### Trecho fornecido
——

Membresia de Igreja é Bíblico?
Matt Chandler
“A esposa de Cristo não pode ser adúltera; ela é imaculada e pura. Ela
conhece apenas um lar; ela protege com casta modéstia a santidade de um único
leito. Ela nos guarda para Deus. Ela aponta para o reino os filhos que gerou.
Qualquer um que se separe da Igreja e se junte a uma adúltera está separado das
promessas da Igreja; tampouco aquele que abandona a Igreja de Cristo pode
alcançar as recompensas de Cristo. Ele é um estranho; é um profano; é um
inimigo. Ele não pode ter Deus por seu Pai, eis que não tem a Igreja por sua
mãe.” - Cipriano, Tratado sobre a Unidade da Igreja, 6.
Eu tinha 28 anos quando me tornei pastor da Highland Village First
Baptist Church (agora conhecida como The Village Church). Eu havia tido uma
situação difícil no início da minha experiência com a igreja e, naquele
período, eu ainda não havia saído completamente da minha fase de
“desencantamento com a igreja local”.
Com toda a honestidade, eu não estava certo, naquele período, de que
membresia de igreja era algo bíblico. Apesar disso, o Espírito havia tornado
claro demais que eu haveria de pastorear essa pequena igreja nos arredores de
Dallas. Essa foi uma das muitas ironias da minha vida naqueles dias.
A Highland Village First Baptist Church era uma igreja “sensível ao
visitante”, nos moldes da Willow Creek Community Church [N.T.: megaigreja
norte-americana fundada pelo pastor Bill Hybels, considerado junto com Rick
Warren o pai do movimento “sensível ao visitante” (seeker-sensitive)], e sem qualquer processo
formal de membresia, embora ela estivesse ativamente elaborando um e desejasse
a participação do novo pastor. Eu possuía um entendimento robusto acerca da
igreja universal, mas não era muito versado - e, como disse, um tanto cético -
no tocante à igreja local. Nós começamos a crescer rapidamente com jovens de 20
e poucos anos e frequentemente insatisfeitos, os quais geralmente não possuíam
nenhuma experiência anterior de igreja, ou possuíam experiências ruins. Eles
gostavam da The Village porque nós éramos “diferentes”. Isso sempre me chocava
porque nós não estávamos fazendo nada exceto pregar e cantar.

——

### Objetivos
**A.** Liste todas as pessoas identificadas pelo nome no texto sobre membresia de igreja, incluindo o nome que aparece logo abaixo do título.
**B.** Prossiga com o texto sobre membresia de igreja a partir da última frase apresentada.

Itens do conjunto de dados armazenado

——

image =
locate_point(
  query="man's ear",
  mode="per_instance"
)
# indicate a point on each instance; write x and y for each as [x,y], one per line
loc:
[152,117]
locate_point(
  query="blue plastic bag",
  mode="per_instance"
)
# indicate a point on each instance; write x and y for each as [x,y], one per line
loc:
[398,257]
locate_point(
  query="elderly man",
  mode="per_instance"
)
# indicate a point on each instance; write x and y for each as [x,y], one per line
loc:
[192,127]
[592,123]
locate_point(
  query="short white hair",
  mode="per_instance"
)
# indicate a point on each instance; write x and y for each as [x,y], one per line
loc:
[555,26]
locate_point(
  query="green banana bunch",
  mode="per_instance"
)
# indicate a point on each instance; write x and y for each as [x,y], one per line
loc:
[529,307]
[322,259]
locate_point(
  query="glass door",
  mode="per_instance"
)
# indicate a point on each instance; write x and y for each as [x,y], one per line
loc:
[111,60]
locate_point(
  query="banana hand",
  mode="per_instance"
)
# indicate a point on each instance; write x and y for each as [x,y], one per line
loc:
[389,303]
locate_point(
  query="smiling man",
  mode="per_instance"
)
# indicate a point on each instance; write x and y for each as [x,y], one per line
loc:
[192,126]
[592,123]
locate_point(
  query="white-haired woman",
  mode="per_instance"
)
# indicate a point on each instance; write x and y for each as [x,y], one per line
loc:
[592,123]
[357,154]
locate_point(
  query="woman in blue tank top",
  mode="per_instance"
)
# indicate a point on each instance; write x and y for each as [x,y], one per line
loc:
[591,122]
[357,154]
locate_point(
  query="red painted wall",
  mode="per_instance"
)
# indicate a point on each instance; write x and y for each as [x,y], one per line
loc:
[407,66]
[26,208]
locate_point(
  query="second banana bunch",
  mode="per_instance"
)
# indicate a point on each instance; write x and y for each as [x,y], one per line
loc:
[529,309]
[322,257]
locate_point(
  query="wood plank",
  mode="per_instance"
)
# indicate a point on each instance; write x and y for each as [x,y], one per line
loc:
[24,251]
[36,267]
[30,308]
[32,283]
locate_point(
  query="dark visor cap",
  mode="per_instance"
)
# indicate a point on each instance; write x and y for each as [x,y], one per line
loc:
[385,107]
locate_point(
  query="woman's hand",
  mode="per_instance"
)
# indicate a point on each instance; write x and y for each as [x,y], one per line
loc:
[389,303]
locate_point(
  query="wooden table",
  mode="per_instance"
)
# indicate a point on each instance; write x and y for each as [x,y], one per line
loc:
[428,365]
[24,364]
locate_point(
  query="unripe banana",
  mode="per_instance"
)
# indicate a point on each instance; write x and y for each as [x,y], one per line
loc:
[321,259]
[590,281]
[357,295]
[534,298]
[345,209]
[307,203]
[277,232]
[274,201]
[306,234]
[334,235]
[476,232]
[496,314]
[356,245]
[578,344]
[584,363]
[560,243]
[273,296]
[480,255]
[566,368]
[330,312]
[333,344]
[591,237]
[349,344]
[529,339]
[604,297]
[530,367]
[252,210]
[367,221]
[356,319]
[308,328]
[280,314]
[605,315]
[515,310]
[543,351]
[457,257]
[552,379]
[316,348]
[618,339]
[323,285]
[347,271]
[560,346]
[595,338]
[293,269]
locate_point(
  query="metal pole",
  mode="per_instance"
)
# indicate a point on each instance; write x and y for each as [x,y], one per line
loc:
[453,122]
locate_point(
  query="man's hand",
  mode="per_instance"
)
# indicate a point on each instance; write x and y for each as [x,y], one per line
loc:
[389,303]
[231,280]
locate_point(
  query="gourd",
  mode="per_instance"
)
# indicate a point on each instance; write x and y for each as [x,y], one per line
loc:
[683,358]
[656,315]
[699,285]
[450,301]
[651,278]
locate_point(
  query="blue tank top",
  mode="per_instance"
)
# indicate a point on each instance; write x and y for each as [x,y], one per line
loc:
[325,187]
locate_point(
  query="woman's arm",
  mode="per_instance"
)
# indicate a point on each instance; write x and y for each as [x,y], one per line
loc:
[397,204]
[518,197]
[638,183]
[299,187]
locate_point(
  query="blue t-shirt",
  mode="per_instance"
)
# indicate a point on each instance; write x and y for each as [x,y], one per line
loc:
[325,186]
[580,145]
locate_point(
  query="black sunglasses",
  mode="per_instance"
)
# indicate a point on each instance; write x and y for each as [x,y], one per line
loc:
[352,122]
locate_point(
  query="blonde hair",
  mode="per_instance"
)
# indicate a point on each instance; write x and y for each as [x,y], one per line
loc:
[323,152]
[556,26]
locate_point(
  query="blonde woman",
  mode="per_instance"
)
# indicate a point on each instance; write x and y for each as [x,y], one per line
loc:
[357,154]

——

### Respostas abaixo
**A.** Matt Chandler, Cipriano, Bill Hybels, Rick Warren

**B.**
Em conversas com esses homens e mulheres, eu comecei a ouvir coisas
como: “A igreja é corrompida; é tudo sobre dinheiro e o ego do pastor” ou: “Eu
amo Jesus; o meu problema é com a igreja”. A minha favorita era: “Quando você
organiza a igreja, ela perde o seu poder”. Embora alguma coisa às vezes
ressoasse em mim com tais comentários (eu, juntamente com a maior parte da
minha geração, tinha problemas com autoridade e compromisso), eu os considerava
confusos uma vez que eles estavam sendo feitos a mim por pessoas que estavam
frequentando a igreja da qual eu era o pastor.
Duas Questões de Hebreus 13.17
Em meio à efervescência de conflitos sobre outras doutrinas que eu
considerava muito mais centrais, eu me questionava se nós deveríamos deixar
essa coisa de membresia de igreja de lado e voltar a ela depois. Naquele tempo,
eu estava me preparando para pregar ao longo do livro de Hebreus e “aconteceu”
de eu estar no capítulo 13 quando o versículo 17 saltou da página: “Obedecei
aos vossos guias e sede submissos para com eles; pois velam por vossa alma,
como quem deve prestar contas, para que façam isto com alegria e não gemendo;
porque isto não aproveita a vós outros”.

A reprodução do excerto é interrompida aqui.